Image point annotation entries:

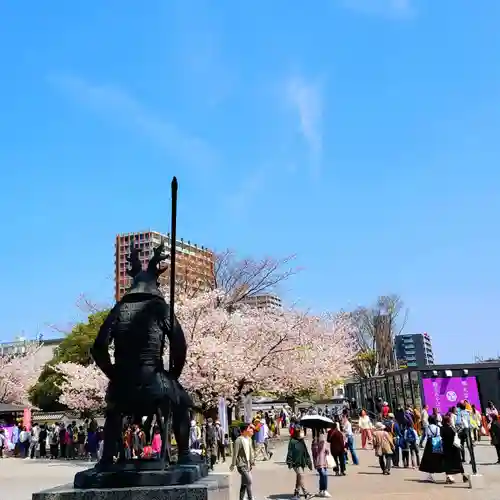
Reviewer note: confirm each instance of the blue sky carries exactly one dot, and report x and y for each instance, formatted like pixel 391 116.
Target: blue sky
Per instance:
pixel 360 135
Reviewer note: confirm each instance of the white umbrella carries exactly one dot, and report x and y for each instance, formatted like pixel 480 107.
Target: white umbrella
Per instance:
pixel 316 422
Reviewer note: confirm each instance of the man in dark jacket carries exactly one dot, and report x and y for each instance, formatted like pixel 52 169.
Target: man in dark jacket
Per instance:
pixel 298 459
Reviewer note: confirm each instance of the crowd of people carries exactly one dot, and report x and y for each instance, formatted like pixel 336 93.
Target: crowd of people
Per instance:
pixel 409 437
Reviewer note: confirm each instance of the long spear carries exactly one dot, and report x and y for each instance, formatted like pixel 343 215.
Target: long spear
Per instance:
pixel 173 243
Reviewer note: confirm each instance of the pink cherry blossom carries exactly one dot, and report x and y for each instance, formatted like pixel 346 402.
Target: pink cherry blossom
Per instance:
pixel 17 374
pixel 240 349
pixel 84 387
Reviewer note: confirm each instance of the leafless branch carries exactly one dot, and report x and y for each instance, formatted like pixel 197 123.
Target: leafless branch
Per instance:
pixel 241 278
pixel 376 328
pixel 89 307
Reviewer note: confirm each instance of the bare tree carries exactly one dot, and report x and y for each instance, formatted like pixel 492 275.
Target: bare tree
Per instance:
pixel 241 278
pixel 376 328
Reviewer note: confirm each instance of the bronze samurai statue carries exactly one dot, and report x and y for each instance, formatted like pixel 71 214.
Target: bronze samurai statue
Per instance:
pixel 139 385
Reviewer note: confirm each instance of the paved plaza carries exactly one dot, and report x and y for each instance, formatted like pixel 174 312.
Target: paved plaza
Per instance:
pixel 19 478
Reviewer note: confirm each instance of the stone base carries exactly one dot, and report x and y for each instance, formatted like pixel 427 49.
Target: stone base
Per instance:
pixel 214 487
pixel 134 475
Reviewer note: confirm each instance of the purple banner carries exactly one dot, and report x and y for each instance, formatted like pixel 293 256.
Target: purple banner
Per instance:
pixel 443 393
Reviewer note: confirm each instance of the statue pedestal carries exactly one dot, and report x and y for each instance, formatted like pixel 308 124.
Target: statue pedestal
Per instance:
pixel 214 487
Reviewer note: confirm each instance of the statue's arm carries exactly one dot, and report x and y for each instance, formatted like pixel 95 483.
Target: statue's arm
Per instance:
pixel 100 349
pixel 178 345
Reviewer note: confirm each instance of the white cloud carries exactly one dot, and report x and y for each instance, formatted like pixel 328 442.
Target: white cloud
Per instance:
pixel 306 99
pixel 240 200
pixel 117 105
pixel 388 8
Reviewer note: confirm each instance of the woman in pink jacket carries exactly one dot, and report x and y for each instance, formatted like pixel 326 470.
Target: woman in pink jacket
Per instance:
pixel 319 452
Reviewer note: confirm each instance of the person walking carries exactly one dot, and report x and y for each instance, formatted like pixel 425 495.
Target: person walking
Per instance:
pixel 394 430
pixel 221 450
pixel 299 460
pixel 432 459
pixel 243 460
pixel 410 448
pixel 35 440
pixel 424 419
pixel 383 444
pixel 349 436
pixel 495 435
pixel 210 443
pixel 475 423
pixel 42 438
pixel 337 449
pixel 365 426
pixel 452 452
pixel 320 452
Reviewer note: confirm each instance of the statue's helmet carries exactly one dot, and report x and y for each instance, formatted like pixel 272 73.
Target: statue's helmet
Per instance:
pixel 146 281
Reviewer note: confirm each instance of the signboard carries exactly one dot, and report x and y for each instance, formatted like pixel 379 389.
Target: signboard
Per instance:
pixel 27 419
pixel 223 415
pixel 443 393
pixel 247 406
pixel 8 432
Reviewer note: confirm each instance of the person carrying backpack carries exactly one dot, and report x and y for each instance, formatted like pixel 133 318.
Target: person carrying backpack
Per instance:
pixel 394 430
pixel 432 459
pixel 409 447
pixel 210 443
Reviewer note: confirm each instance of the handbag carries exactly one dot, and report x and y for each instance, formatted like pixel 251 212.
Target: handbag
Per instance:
pixel 330 462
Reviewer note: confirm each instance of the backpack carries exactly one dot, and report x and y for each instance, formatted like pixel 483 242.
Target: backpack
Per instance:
pixel 437 444
pixel 210 436
pixel 410 437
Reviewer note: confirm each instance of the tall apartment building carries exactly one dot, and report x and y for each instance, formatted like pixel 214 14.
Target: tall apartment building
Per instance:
pixel 414 349
pixel 194 264
pixel 263 300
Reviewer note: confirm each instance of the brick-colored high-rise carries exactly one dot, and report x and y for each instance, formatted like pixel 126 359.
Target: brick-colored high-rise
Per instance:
pixel 194 264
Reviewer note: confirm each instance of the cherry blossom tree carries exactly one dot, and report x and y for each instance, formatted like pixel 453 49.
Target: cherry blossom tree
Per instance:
pixel 235 350
pixel 83 388
pixel 18 372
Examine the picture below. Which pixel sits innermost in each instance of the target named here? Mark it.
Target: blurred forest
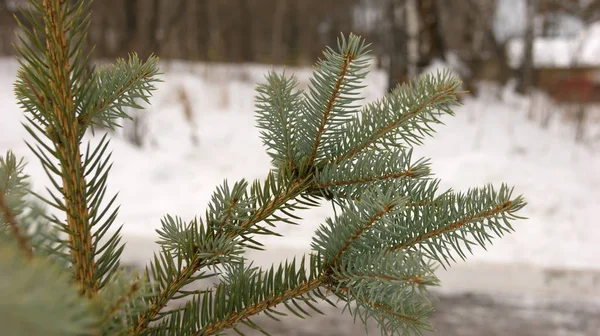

▶ TASK DESCRIPTION
Gather every line of the material above that contains the string "purple". Matching is case-sensitive.

▶ ANSWER IN FULL
Reviewer note: confirm each instance of the purple banner carries exactly one dot, and report x and y for each instance, formatted like pixel 293 256.
Target: purple banner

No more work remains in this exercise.